-- Start EXTRACT TO READ --

Forgetting To Be Me

Why is memory so vital for our sense of self?

Memory forms the very fabric of our selves. Yet we forget vastly more than we remember, and we embellish until we no longer trust our own minds. Should we accept that true memory is a fantasy? Does this risk chaos in our courts or liberate us to think ourselves and our culture anew?

Philosopher and classicist Angie Hobbs is Chair for the Public Understanding of Philosophy at Sheffield, and a frequent contributor to the BBC’s In Our Time, Night Waves and The Forum. She is the author of Plato and the Hero and is currently working on a new edition of Plato’s Symposium.

Here she speaks to the IAI about memory, identity, and why life has no meaning without narrative structures.
 

 

In the debate on IAI TV, you said that memory is essential for our sense of identity, regardless of whether memories are accurate.

Yes. For example, I could have a false memory from my childhood, based on something that didn’t actually happen, but something that somebody told me had happened. If I’ve grown up with that false memory for 50 years, it’s going to play a huge part in my sense of who I am and where I come from, what matters to me and what my values are – despite the fact that it’s not based on external reality.

But then I might subsequently be informed that, in fact, this event that I remember did not take place. I never did meet, say, my father, for the only time in my life when I was two years old, as I had always thought I had done. In fact, I never did meet him at all. This could potentially have a profound impact on my sense of self, my personal story and my history.

We use memories to create narrative structures for ourselves, and the narratives of our lives. If those narratives are then disrupted through the revelation that a memory is false, then that is going to be very disorientating for us. This needn’t necessarily be negative; there might be positive effects too.

-- End EXTRACT TO READ --

**SET TASK A:** In the interview on memory and identity, what book is Angie Hobbs named as the author of?
**SET TASK B:** In the interview on memory and identity, write out the stretch from "Here she speaks" through "on external reality." again, substituting "early years" for "childhood".
The material that comes after this is not needed for the tasks.

-- Start EXCERPTED RECORDS --

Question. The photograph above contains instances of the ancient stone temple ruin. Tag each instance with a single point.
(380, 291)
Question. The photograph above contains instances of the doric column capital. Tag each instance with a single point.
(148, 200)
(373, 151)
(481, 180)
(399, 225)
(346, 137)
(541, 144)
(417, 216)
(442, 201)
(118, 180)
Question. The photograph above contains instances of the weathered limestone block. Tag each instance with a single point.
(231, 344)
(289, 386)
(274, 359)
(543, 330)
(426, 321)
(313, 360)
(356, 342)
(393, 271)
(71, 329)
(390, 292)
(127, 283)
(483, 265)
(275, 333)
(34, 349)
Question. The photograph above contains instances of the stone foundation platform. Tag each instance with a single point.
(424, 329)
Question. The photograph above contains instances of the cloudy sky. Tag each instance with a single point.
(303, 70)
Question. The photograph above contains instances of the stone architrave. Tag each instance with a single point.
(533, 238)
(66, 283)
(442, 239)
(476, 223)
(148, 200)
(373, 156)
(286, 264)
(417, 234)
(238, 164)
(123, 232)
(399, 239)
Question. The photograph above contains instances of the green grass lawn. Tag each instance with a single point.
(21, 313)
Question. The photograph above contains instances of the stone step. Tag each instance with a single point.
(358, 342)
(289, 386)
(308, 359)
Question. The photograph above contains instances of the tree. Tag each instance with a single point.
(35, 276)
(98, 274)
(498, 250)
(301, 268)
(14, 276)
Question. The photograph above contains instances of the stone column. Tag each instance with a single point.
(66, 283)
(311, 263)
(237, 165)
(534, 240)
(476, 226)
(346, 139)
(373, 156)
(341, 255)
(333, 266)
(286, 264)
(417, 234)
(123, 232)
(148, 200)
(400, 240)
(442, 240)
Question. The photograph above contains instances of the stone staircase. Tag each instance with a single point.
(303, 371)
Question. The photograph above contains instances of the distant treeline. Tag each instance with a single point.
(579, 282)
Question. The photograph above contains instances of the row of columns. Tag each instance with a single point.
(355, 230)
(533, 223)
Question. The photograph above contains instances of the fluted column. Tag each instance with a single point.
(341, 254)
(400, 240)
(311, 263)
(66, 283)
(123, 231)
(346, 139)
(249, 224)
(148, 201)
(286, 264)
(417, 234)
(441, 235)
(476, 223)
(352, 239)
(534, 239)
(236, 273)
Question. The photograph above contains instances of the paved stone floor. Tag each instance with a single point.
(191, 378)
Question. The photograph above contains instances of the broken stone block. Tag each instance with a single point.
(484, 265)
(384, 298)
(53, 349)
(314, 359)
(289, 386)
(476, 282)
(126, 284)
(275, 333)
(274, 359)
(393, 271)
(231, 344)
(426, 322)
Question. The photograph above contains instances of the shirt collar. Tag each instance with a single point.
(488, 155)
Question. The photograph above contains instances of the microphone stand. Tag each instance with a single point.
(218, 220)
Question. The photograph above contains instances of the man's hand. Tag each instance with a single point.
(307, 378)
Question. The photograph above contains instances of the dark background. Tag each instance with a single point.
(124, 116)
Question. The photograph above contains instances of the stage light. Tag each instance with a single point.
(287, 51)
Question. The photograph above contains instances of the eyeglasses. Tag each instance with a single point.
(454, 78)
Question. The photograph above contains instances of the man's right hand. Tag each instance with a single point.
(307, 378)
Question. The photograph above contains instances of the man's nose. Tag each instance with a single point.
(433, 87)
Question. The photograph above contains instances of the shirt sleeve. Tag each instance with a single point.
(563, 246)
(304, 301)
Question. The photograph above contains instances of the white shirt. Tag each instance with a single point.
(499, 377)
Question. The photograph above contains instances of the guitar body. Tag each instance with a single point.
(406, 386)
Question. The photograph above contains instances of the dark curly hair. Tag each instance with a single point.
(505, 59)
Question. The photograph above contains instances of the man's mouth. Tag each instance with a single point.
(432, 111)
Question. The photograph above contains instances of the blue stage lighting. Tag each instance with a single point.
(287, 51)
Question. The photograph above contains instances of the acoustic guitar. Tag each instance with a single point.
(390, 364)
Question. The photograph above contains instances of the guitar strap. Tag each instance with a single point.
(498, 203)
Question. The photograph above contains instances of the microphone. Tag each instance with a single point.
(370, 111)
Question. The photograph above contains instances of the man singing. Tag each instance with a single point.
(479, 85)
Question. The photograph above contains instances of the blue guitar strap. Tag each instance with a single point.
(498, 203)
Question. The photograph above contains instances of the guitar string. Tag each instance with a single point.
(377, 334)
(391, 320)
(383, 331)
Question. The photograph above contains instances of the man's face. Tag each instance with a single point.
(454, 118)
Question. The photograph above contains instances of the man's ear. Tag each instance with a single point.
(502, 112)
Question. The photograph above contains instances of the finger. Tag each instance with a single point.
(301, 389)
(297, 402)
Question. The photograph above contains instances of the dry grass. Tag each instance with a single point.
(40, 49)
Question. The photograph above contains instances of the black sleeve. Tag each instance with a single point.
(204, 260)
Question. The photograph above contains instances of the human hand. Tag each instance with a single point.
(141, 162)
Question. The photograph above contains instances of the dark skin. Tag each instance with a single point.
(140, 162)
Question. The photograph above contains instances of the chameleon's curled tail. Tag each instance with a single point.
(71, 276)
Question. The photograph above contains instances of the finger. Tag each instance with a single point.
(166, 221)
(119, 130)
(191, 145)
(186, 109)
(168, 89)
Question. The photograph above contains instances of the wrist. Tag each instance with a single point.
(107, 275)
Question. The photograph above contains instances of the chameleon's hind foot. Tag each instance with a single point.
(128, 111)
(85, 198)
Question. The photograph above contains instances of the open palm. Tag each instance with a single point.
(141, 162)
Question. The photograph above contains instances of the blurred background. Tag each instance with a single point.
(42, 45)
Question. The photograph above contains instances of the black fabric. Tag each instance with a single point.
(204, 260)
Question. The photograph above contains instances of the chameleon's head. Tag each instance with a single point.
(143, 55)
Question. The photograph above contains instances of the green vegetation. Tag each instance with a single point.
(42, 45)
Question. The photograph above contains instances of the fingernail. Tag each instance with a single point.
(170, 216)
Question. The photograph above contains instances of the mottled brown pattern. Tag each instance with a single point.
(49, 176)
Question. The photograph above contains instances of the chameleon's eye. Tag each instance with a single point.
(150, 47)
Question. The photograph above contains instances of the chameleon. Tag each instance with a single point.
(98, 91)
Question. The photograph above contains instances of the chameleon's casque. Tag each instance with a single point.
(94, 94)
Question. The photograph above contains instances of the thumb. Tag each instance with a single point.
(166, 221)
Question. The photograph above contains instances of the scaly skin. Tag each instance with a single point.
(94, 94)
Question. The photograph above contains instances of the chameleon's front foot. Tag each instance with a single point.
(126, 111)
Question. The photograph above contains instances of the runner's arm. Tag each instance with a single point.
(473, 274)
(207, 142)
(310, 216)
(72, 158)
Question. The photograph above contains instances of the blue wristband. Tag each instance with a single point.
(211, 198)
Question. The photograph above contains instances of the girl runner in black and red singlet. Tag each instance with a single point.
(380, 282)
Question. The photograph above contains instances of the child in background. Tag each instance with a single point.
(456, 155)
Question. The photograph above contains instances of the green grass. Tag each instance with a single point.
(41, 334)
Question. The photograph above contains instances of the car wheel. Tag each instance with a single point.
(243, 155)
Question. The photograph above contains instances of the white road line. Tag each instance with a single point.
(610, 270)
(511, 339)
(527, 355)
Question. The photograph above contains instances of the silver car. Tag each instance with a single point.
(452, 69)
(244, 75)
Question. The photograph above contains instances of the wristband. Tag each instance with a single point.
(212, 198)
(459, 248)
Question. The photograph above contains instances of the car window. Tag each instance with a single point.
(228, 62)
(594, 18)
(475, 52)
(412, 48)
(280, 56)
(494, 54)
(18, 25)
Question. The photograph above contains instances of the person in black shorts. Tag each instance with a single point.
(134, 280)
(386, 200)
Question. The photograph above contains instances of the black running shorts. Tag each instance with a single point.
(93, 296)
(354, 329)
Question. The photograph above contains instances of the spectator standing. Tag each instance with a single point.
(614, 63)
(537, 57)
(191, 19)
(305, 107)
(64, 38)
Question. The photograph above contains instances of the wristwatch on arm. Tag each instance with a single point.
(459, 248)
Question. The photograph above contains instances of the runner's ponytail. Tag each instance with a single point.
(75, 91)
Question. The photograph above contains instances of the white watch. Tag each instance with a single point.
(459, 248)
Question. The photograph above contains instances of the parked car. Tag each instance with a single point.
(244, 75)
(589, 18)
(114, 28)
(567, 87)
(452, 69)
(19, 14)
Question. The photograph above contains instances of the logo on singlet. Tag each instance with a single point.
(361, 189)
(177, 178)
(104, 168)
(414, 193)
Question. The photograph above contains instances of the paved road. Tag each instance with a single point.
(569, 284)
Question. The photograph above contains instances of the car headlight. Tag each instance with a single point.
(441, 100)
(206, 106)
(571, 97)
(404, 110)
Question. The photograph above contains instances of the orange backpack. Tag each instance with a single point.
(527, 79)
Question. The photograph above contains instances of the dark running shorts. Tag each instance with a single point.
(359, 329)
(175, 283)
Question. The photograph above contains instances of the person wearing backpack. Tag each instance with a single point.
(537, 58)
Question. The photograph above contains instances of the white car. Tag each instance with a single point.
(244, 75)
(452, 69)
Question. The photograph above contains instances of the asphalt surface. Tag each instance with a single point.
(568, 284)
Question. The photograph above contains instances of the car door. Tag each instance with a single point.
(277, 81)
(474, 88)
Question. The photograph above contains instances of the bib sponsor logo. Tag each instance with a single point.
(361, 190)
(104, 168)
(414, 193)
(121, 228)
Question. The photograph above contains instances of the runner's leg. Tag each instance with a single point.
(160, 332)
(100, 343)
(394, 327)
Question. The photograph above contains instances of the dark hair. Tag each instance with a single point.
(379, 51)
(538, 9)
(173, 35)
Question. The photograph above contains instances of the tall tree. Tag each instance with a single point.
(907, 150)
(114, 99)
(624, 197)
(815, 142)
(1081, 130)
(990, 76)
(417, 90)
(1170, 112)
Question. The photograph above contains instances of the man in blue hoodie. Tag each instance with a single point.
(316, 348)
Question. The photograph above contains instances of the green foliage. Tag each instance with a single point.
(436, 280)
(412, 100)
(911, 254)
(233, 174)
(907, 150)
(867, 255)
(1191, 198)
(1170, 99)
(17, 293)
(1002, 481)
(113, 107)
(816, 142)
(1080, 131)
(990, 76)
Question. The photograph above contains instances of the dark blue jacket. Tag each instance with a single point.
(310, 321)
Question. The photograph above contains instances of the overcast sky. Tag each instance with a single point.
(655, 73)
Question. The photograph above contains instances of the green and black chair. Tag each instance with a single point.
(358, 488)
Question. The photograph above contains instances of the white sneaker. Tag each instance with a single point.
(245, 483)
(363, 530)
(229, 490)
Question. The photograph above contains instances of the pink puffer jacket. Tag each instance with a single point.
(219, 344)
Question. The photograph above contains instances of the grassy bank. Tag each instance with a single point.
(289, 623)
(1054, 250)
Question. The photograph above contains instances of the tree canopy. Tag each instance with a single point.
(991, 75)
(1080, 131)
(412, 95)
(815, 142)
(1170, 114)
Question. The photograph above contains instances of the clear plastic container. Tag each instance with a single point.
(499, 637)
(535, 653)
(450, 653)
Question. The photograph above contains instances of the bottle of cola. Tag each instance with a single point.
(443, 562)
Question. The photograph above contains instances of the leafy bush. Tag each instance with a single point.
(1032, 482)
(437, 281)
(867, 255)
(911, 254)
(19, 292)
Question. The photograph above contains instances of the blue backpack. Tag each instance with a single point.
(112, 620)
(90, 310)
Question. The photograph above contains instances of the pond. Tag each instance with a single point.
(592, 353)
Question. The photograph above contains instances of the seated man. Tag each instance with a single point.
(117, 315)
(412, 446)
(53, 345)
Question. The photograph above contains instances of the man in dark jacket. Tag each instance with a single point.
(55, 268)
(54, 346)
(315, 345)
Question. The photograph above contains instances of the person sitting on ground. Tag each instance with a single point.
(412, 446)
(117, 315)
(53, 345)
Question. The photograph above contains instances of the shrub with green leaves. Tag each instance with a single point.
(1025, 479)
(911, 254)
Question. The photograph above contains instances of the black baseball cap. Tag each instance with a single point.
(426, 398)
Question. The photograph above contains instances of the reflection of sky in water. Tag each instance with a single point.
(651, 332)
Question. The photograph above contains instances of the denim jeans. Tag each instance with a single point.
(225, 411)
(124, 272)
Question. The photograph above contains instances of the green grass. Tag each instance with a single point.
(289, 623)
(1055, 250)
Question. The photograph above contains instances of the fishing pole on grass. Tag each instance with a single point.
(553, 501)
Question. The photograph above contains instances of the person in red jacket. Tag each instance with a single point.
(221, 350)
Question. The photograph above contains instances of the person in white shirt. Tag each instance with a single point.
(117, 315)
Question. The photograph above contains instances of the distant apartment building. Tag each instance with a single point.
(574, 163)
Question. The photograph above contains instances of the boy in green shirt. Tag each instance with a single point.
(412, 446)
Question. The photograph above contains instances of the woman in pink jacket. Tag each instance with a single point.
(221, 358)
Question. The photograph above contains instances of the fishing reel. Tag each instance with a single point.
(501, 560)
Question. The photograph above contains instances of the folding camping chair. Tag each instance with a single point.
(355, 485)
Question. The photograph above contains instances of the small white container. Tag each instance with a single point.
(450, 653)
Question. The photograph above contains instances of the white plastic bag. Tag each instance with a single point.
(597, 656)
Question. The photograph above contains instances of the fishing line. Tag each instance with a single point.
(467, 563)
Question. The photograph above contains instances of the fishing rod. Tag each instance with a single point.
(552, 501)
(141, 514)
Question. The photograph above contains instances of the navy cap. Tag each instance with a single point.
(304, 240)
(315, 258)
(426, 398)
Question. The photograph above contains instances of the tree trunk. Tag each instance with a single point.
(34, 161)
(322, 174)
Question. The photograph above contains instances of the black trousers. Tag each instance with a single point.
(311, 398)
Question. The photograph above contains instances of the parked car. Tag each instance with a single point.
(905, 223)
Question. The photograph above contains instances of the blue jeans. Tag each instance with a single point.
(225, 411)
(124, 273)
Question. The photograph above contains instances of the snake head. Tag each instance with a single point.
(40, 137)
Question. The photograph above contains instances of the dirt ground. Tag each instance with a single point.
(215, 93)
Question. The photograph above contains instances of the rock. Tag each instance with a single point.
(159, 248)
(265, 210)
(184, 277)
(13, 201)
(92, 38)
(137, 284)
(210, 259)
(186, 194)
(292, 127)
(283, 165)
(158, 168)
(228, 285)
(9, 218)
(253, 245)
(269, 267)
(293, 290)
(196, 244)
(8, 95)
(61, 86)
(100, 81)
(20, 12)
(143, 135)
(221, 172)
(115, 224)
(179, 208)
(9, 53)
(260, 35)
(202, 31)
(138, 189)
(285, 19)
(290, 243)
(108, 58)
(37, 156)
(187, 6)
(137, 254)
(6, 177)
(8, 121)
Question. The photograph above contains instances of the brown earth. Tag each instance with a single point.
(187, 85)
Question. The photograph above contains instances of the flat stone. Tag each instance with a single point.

-- End EXCERPTED RECORDS --

**FULL ANSWER A:** Plato and the Hero

**FULL ANSWER B:**
Here she speaks to the IAI about memory, identity, and why life has no meaning without narrative structures.
 

 

In the debate on IAI TV, you said that memory is essential for our sense of identity, regardless of whether memories are accurate.

Yes. For example, I could have a false memory from my early years, based on something that didn’t actually happen, but something that somebody told me had happened. If I’ve grown up with that false memory for 50 years, it’s going to play a huge part in my sense of who I am and where I come from, what matters to me and what my values are – despite the fact that it’s not based on external reality.